Find every line in the data below that contains the word "background" and copy each of those lines.

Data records
--

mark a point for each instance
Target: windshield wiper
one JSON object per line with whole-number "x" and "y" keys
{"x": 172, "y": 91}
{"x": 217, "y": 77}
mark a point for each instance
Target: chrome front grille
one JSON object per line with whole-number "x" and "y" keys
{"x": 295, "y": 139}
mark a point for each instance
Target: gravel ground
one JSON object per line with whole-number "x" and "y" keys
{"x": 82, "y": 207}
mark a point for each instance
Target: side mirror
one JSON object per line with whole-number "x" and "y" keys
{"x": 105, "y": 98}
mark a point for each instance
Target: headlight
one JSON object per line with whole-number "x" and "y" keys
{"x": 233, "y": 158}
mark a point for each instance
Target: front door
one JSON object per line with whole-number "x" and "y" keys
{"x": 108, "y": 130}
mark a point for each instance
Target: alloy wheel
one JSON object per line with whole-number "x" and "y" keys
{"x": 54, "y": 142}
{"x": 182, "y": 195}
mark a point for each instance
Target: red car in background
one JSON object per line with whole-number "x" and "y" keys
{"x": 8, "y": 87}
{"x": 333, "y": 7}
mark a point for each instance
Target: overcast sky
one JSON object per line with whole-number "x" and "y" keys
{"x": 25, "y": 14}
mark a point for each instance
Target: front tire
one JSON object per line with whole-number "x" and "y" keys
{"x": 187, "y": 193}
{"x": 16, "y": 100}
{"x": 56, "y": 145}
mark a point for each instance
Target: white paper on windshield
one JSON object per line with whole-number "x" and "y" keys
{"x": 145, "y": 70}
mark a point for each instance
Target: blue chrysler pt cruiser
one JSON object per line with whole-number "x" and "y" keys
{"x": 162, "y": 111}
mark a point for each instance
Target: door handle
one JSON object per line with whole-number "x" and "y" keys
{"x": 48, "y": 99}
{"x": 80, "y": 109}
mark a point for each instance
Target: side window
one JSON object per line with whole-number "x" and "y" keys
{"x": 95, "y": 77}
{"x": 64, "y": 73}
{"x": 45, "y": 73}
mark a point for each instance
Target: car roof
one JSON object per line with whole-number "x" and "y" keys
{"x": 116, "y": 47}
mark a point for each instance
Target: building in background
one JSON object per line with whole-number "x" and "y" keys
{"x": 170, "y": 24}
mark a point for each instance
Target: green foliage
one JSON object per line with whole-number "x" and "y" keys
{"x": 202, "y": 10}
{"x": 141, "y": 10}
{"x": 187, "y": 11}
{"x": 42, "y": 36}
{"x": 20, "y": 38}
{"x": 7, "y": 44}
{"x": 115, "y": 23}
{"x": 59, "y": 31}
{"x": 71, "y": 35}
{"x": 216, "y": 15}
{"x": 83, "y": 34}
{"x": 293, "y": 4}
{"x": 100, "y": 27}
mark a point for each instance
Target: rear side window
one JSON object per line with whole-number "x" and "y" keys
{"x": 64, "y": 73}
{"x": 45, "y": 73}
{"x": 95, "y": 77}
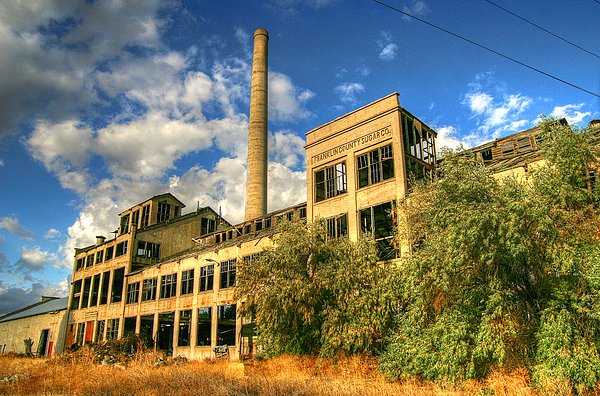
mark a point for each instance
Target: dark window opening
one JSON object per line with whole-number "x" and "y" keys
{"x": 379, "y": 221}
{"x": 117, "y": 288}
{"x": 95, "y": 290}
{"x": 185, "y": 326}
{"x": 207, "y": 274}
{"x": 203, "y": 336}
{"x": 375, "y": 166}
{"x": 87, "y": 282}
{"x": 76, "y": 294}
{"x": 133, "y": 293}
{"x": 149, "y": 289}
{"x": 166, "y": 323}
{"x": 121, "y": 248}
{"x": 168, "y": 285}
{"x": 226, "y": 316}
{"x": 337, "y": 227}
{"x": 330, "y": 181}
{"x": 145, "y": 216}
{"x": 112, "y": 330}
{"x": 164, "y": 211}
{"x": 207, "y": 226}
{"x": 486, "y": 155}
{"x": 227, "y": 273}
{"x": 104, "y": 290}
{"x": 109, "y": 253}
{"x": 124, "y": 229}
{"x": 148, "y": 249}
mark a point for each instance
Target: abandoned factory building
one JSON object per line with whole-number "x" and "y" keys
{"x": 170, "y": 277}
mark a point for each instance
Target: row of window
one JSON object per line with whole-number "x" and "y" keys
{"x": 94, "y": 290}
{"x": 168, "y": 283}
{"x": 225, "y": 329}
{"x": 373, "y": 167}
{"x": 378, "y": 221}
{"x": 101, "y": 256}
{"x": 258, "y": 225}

--

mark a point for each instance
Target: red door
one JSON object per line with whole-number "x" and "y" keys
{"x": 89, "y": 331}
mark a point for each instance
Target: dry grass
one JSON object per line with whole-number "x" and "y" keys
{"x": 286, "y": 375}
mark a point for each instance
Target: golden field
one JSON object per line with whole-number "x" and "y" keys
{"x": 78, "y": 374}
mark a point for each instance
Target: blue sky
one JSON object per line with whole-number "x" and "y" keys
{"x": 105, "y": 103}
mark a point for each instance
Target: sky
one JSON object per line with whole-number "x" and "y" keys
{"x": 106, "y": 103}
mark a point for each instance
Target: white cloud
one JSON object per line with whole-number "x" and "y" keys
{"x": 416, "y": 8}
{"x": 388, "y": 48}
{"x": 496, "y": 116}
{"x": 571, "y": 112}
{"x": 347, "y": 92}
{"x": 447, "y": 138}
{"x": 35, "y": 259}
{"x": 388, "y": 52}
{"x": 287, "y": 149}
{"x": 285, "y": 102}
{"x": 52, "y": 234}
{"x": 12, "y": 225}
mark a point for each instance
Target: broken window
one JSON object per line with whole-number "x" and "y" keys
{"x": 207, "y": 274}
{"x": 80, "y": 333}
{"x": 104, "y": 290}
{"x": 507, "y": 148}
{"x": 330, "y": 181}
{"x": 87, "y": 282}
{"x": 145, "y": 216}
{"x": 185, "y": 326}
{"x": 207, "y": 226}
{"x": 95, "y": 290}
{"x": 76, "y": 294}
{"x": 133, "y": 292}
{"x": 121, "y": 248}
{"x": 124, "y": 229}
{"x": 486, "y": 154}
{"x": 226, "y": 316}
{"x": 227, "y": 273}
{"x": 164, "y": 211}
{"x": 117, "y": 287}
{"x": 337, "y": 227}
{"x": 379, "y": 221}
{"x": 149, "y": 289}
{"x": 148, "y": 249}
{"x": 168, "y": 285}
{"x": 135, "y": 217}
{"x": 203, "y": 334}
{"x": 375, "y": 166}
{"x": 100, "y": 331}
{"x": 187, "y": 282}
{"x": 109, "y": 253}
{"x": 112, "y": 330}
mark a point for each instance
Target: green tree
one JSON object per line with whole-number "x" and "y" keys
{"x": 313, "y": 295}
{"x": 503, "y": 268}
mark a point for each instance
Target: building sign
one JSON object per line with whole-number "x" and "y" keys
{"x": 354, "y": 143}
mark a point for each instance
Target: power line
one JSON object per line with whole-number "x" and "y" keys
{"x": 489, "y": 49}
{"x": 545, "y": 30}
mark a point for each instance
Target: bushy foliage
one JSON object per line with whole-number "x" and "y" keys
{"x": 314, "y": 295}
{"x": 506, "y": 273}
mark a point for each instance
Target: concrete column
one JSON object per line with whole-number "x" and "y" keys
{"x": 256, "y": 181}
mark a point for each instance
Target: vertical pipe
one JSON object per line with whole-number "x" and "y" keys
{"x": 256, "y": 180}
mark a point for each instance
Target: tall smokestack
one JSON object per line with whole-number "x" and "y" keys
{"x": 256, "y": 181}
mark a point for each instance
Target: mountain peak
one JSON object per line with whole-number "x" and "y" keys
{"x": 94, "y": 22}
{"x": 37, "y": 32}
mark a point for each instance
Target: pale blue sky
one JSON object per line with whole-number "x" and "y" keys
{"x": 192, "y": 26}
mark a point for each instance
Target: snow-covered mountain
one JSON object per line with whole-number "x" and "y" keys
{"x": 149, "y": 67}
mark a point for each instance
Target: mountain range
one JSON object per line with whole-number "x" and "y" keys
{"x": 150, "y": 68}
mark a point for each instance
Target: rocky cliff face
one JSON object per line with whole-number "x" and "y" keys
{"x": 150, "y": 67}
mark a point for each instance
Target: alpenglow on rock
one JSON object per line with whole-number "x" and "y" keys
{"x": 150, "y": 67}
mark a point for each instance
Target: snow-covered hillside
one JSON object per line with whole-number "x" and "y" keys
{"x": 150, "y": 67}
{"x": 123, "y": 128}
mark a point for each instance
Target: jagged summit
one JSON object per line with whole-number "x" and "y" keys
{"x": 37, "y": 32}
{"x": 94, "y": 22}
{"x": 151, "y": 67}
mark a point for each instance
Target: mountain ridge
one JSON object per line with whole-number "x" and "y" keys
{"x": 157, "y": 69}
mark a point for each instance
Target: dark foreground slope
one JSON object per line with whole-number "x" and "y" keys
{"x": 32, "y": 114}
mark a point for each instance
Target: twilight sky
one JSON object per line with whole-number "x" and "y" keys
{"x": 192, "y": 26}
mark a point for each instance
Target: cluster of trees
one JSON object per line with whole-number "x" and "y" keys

--

- Reply -
Target: red car in background
Target: building in background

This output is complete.